What to produce
Please put everything from the line containing "Label each instance of the beard" down to the end of the records into a JSON list of strings, one string per line, with blank lines left out.

Entries from a pointing dataset:
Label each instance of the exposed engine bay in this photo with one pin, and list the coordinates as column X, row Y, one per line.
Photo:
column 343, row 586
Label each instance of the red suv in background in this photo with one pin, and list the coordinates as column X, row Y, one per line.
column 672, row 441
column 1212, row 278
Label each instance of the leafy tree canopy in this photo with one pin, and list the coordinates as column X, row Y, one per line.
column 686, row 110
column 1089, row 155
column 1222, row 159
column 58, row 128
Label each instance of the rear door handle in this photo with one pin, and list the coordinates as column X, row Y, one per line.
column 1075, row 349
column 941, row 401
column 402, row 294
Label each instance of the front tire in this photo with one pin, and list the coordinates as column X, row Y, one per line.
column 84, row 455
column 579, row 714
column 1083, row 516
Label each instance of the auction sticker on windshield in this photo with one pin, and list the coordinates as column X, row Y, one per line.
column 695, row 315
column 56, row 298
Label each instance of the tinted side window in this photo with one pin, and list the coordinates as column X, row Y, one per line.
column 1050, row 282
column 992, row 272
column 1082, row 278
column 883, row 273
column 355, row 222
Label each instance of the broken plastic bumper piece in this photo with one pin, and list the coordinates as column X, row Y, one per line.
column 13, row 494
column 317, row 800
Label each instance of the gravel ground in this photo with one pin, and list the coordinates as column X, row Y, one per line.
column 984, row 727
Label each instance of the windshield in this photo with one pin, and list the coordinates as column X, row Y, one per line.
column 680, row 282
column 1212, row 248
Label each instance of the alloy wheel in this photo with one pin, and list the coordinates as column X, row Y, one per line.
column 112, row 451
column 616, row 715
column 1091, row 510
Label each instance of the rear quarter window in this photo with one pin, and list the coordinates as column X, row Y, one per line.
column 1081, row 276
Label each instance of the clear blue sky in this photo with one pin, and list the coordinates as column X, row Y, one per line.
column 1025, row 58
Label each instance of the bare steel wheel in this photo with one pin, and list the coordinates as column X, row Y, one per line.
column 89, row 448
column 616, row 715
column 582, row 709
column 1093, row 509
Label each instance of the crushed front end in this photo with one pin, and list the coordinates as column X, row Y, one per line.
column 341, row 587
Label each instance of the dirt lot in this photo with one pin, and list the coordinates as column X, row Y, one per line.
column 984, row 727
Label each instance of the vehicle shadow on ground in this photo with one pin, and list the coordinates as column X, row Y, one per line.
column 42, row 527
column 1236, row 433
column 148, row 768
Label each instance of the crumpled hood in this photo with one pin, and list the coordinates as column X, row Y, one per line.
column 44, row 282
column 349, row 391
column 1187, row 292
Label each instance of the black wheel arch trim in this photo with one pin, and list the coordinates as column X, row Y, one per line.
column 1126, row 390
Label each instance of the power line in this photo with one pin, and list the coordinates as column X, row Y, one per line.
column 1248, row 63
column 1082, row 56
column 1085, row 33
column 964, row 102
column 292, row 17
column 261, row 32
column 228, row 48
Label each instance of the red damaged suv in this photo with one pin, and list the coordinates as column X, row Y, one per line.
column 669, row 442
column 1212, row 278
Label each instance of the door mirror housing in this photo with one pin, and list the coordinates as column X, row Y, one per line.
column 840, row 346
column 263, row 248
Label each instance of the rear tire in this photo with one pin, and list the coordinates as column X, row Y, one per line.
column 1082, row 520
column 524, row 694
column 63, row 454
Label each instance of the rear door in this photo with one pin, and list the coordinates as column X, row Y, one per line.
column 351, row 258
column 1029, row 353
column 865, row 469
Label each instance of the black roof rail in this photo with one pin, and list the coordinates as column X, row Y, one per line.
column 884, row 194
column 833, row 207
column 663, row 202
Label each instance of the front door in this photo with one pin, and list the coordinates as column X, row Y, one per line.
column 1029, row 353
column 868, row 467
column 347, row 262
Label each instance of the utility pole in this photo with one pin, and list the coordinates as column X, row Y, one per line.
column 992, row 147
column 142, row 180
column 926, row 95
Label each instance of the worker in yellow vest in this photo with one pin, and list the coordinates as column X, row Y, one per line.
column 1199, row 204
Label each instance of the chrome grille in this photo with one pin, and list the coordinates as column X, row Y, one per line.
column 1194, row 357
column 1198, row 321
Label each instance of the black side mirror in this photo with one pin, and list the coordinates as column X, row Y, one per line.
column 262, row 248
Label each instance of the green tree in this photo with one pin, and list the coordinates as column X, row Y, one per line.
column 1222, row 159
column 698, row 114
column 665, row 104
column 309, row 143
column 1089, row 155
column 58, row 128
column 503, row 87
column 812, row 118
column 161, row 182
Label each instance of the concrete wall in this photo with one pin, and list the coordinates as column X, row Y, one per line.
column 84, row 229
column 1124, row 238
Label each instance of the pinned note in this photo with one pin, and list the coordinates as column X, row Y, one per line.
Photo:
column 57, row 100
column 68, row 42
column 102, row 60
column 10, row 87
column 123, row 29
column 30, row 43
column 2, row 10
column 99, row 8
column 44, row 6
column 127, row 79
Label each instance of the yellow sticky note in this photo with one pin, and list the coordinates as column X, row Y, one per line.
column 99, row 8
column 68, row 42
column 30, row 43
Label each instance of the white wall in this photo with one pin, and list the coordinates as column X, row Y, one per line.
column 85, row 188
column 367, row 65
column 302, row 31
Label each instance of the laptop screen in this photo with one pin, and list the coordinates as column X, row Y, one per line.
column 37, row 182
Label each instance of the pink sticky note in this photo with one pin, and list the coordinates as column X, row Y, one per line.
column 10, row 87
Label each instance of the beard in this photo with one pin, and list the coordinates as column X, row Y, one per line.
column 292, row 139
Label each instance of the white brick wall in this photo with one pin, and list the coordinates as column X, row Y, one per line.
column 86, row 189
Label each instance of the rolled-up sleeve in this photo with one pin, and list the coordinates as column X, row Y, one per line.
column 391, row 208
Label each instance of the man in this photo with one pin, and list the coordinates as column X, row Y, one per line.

Full output
[
  "Label each instance of the beard in this photo with one pin, and list the coordinates as column X, row Y, one per line.",
  "column 292, row 139",
  "Label each instance of the white brick wall in this photo with one pin, and list the coordinates as column X, row Y, one per line.",
  "column 86, row 189",
  "Label each instance of the rolled-up sleeve in this photo with one pin, and list the coordinates as column X, row Y, one per line.",
  "column 391, row 208",
  "Label each instance of the man in this photo with one pin, and list the coordinates as column X, row Y, one per line."
]